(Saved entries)
_ _ _ _

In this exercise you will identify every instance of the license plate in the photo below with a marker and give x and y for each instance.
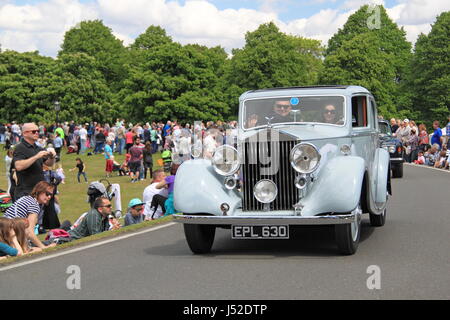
(259, 232)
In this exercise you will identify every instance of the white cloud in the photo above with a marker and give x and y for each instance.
(41, 26)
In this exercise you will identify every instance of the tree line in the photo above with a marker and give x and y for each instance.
(96, 78)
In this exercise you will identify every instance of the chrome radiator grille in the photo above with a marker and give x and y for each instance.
(269, 160)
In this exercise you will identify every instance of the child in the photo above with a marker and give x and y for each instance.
(420, 159)
(60, 173)
(124, 170)
(9, 246)
(81, 169)
(20, 225)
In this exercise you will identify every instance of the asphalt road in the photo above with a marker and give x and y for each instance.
(412, 252)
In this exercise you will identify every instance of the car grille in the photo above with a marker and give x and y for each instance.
(255, 168)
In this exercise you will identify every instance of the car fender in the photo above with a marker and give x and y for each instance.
(199, 189)
(337, 188)
(379, 181)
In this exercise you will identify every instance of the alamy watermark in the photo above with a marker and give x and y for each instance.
(73, 282)
(374, 280)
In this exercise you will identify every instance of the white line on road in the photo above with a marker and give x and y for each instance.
(426, 167)
(85, 247)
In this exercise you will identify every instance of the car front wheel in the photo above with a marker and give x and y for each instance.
(397, 171)
(347, 235)
(199, 237)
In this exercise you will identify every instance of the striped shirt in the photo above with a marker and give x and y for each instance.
(23, 207)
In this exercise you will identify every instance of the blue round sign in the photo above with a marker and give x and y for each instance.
(294, 101)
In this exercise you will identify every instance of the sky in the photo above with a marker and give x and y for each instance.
(29, 25)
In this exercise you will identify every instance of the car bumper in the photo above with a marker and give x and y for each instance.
(397, 160)
(265, 220)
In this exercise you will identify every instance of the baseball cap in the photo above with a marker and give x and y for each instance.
(135, 202)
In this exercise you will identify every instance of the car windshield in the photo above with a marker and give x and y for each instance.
(323, 110)
(384, 128)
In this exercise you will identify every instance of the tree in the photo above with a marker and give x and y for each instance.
(25, 81)
(429, 80)
(372, 51)
(171, 81)
(271, 58)
(96, 40)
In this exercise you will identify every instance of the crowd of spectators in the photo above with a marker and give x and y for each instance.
(34, 171)
(422, 147)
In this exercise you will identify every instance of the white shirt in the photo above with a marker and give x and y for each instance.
(82, 133)
(147, 197)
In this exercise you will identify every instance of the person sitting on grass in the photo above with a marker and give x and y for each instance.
(31, 208)
(135, 212)
(96, 220)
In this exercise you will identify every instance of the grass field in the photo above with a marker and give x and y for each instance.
(73, 195)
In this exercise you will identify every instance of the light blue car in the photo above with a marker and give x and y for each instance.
(304, 156)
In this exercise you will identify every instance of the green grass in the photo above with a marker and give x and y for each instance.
(73, 195)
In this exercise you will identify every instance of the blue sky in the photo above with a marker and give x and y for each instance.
(28, 25)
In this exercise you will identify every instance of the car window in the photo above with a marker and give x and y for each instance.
(359, 112)
(324, 110)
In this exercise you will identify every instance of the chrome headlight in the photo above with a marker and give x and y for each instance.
(225, 160)
(265, 191)
(305, 158)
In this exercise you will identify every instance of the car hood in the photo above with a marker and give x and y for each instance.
(303, 132)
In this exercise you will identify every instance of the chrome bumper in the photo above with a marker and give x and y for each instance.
(265, 220)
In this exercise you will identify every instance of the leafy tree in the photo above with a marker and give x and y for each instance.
(372, 53)
(25, 81)
(81, 89)
(174, 81)
(95, 39)
(271, 58)
(429, 80)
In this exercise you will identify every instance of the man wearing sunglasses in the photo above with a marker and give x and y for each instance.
(281, 113)
(95, 221)
(135, 212)
(28, 161)
(329, 114)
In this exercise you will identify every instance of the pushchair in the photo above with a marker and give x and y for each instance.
(166, 156)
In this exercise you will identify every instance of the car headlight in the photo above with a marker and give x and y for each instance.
(305, 158)
(265, 191)
(225, 160)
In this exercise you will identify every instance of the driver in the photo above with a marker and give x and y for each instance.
(281, 113)
(329, 114)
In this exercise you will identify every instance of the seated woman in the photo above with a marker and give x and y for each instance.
(166, 203)
(31, 208)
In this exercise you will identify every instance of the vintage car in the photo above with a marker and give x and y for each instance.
(305, 156)
(394, 146)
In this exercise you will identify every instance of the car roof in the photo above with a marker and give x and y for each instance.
(306, 90)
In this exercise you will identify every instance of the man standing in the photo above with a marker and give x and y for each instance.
(437, 135)
(109, 157)
(83, 138)
(28, 161)
(136, 152)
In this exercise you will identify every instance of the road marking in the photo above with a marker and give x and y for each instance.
(426, 167)
(85, 247)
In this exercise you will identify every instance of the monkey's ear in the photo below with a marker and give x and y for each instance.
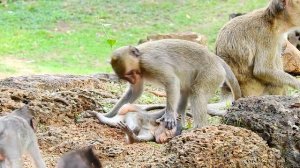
(277, 6)
(134, 51)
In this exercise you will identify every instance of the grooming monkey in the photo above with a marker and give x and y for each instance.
(252, 44)
(185, 69)
(16, 138)
(81, 158)
(139, 125)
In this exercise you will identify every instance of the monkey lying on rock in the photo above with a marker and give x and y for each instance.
(16, 138)
(139, 125)
(186, 69)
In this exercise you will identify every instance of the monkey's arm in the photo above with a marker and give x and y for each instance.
(270, 74)
(133, 92)
(109, 121)
(132, 137)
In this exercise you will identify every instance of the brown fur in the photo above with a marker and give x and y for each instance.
(252, 44)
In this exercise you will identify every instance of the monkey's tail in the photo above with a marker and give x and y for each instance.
(231, 80)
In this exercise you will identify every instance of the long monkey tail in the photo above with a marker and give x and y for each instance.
(231, 80)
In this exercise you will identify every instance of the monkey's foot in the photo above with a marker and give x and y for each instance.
(169, 119)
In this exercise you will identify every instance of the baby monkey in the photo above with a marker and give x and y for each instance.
(81, 158)
(16, 138)
(140, 125)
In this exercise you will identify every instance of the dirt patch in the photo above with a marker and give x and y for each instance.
(59, 103)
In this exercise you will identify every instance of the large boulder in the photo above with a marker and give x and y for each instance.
(275, 118)
(218, 146)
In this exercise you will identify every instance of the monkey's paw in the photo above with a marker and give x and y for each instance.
(169, 119)
(124, 127)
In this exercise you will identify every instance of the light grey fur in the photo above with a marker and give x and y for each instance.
(251, 45)
(17, 138)
(187, 70)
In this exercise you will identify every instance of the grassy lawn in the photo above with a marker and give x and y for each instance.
(70, 36)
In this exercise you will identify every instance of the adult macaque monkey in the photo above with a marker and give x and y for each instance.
(139, 125)
(80, 158)
(185, 69)
(252, 44)
(16, 138)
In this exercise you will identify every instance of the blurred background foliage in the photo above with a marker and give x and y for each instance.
(77, 36)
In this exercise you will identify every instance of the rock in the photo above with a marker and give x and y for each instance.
(54, 98)
(190, 36)
(219, 146)
(275, 118)
(291, 59)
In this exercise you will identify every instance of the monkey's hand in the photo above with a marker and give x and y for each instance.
(169, 119)
(130, 134)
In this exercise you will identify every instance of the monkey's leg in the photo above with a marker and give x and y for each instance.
(133, 92)
(14, 157)
(199, 109)
(182, 105)
(275, 90)
(109, 121)
(172, 87)
(35, 154)
(226, 92)
(252, 88)
(143, 136)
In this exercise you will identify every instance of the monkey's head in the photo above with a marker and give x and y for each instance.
(125, 63)
(163, 135)
(83, 158)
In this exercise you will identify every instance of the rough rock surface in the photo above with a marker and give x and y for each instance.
(219, 146)
(59, 103)
(190, 36)
(275, 118)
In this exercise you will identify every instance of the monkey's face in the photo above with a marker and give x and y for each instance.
(125, 63)
(293, 8)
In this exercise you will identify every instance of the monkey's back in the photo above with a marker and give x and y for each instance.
(189, 60)
(240, 40)
(184, 54)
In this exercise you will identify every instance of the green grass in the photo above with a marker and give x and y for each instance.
(70, 36)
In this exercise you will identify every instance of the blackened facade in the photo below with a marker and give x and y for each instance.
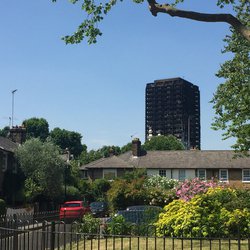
(173, 108)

_ _ _ _

### Exercise aim
Give back exactly the lines from the line with "the monkey's face" through the end of the records, both included; keep all pictures out.

### Exercise output
In this exercise you will identify every instance of the monkey's face in the photo above with a marker and give x and y for each instance.
(125, 63)
(293, 8)
In this exercise you will identify every instance of the monkey's back in the photo above with a marker and give x and y for each instance.
(189, 60)
(240, 40)
(184, 54)
In this exercise you will identify every instance of the green grass in the photo above with a marker and give x and y for each instance.
(70, 36)
In this exercise you will identify every instance of the blackened facade in the photo below with a marker and give x and y for each instance.
(173, 108)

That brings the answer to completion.